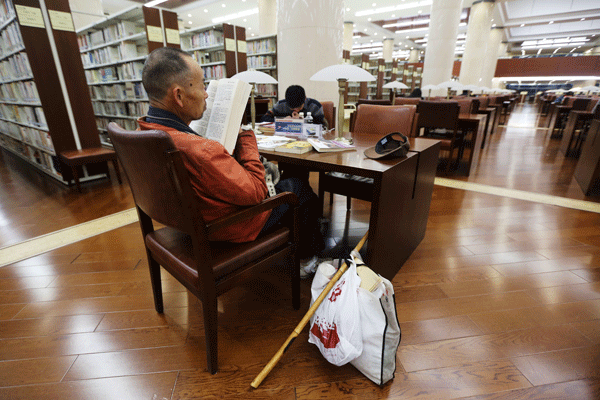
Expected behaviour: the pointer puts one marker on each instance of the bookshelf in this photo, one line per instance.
(43, 112)
(219, 49)
(262, 56)
(113, 53)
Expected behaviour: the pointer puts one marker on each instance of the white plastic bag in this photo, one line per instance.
(335, 326)
(380, 331)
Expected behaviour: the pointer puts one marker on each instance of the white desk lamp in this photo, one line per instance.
(393, 86)
(429, 87)
(342, 73)
(253, 78)
(450, 85)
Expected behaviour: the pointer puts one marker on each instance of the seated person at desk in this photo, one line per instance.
(222, 183)
(294, 103)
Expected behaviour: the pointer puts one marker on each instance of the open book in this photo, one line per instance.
(225, 105)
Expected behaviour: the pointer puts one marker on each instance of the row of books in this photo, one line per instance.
(129, 124)
(117, 108)
(10, 39)
(24, 115)
(203, 57)
(16, 66)
(120, 91)
(6, 10)
(124, 51)
(120, 30)
(43, 159)
(261, 46)
(126, 71)
(266, 89)
(214, 72)
(204, 39)
(261, 62)
(20, 91)
(32, 136)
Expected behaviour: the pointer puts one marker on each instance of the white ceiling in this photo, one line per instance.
(570, 18)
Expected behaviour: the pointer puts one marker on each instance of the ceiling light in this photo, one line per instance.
(153, 3)
(240, 14)
(385, 10)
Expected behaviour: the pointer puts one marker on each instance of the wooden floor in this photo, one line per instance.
(501, 300)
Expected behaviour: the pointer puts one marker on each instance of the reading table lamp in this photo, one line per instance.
(429, 87)
(450, 85)
(342, 73)
(393, 86)
(253, 78)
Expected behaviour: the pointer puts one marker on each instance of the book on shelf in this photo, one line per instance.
(323, 146)
(267, 128)
(269, 142)
(296, 147)
(225, 105)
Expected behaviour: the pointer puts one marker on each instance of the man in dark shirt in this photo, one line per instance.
(294, 103)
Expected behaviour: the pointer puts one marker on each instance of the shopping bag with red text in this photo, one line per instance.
(335, 326)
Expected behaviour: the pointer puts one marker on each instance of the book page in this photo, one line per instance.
(226, 115)
(200, 125)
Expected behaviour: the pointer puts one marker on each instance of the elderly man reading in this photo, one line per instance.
(221, 182)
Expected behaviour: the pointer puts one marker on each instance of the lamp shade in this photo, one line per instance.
(254, 77)
(591, 88)
(472, 88)
(351, 73)
(395, 85)
(450, 85)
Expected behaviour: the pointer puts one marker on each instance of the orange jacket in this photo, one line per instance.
(223, 183)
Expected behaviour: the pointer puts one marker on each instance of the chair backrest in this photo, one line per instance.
(580, 104)
(465, 104)
(380, 120)
(483, 102)
(438, 114)
(381, 102)
(400, 101)
(159, 181)
(329, 111)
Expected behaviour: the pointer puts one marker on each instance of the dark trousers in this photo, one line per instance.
(311, 240)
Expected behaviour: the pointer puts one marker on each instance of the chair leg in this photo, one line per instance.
(156, 285)
(116, 165)
(209, 308)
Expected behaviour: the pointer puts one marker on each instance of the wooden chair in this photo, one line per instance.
(402, 101)
(378, 102)
(374, 120)
(439, 120)
(329, 111)
(162, 192)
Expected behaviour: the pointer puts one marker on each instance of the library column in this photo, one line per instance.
(309, 38)
(477, 42)
(267, 17)
(493, 51)
(439, 53)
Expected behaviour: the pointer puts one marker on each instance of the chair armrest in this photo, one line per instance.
(251, 211)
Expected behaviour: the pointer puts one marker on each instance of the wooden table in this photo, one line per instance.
(587, 172)
(576, 121)
(402, 192)
(490, 112)
(475, 124)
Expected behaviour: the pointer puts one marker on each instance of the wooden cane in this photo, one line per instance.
(265, 371)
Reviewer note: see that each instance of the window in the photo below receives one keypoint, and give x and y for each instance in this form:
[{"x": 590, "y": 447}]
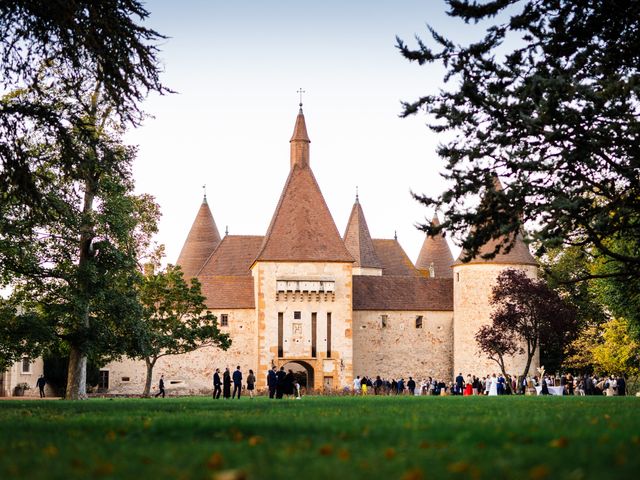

[EXERCISE INSTRUCTIONS]
The copy you return must match the records above exactly, minus any images.

[WRITTEN ANSWER]
Expected behaviour: the pointer puts one marker on each instance of the bookshelf in this photo, one line per instance.
(43, 112)
(219, 49)
(262, 56)
(113, 53)
Expected behaviour: the pointer puts one marker on each instance of the white plastic bag in this photo, one line per instance.
(335, 326)
(380, 331)
Expected behaviour: the pointer puts one marker on each instance of the white desk lamp in this photo, one line per instance.
(393, 86)
(429, 87)
(342, 73)
(253, 78)
(450, 85)
Expected behaviour: the pointer puts one marker on each instance of the seated person at desk in this photo, one line per instance.
(222, 183)
(294, 103)
Expected behaviour: the pointer puts one marker on each instance of the open book in this photo, one line per instance.
(225, 105)
Expected behaviour: the pointer puts one marker on each instance of the row of books in this photo, one line per instance.
(129, 124)
(117, 108)
(10, 39)
(24, 115)
(203, 57)
(16, 66)
(120, 91)
(6, 10)
(124, 51)
(120, 30)
(43, 159)
(261, 46)
(126, 71)
(266, 89)
(214, 72)
(204, 39)
(261, 62)
(20, 91)
(32, 136)
Expected behaviour: the pointer puts one marker on each instance of the white ceiling in this photo, one line per instance.
(570, 18)
Expected behaviour: the pointer puts one marker on each instance of the ceiling light in this photo, one line per instance.
(153, 3)
(240, 14)
(385, 10)
Expected behaviour: the pointer puts one marker on each instance of the wooden floor in this photo, one line per instance.
(501, 300)
Expected behaviour: the pointer puts one marker on each instance of the reading table lamp in this photo, one line per instance.
(429, 87)
(450, 85)
(342, 73)
(393, 86)
(253, 78)
Expected behaviour: the pointer puts one marker on each instance of the book on shelf in this photo, one line per instance.
(323, 146)
(267, 128)
(269, 142)
(296, 147)
(225, 105)
Expected behaviour: the pointer puts one marker on each instance of the man in dark shirt in this photo, one line per instance.
(294, 103)
Expected behaviour: the pointer puts one marker on each instance of the shopping bag with red text in this photo, one line per instance.
(335, 326)
Expected behaviour: the pointer puts one marker on each instance of the book page in this photo, one line per instance.
(226, 115)
(200, 125)
Expected behaviour: the pointer puts one marker on each instance of the elderly man reading in this photo, one line per instance.
(221, 182)
Expected behaviour: the pointer puts one marker on each instance of the lamp shade in this photo, one line per instance.
(254, 77)
(591, 88)
(472, 88)
(351, 73)
(395, 85)
(450, 85)
Expected behaviour: the pointer puts one marker on each instance of the orange jacket in this photo, one line per instance.
(223, 183)
Expected behaviour: the pointer puts one marker on each instance of the chair backrest in this photo, one line per instance.
(580, 104)
(465, 104)
(380, 120)
(483, 102)
(438, 114)
(381, 102)
(400, 101)
(159, 181)
(329, 111)
Expected behaviour: the pointer puts one marker on each instance of the dark trousers in this photo, one line per instance.
(311, 240)
Expected behaviour: the pointer puts one marker on each instance of the chair leg in this photo, one line per instance.
(156, 285)
(116, 165)
(209, 308)
Expected behaviour: the pointer puts one marker on each instance of the wooden chair in this photo, one line per instance.
(402, 101)
(378, 102)
(374, 120)
(439, 120)
(329, 111)
(162, 192)
Expected behaviour: the pointer puts one marker on each instance of the library column in this photo, one line per instance.
(309, 38)
(477, 42)
(267, 17)
(493, 51)
(439, 53)
Expected behaviour: the pointer puts one marker on each instance of the chair armrest in this photo, one line per instance.
(251, 211)
Expected behaviour: the pointer puts one marker on each instance of the wooden table in this photo, one line per instance.
(587, 172)
(576, 121)
(402, 192)
(490, 112)
(475, 124)
Expected behaviour: the pointer puts one marker on each instance of the wooden cane in this photo, one line per instance.
(265, 371)
Reviewer note: see that each instance of the window in the photo below receives one keypoint, and give x and y for each instance in this form:
[{"x": 590, "y": 447}]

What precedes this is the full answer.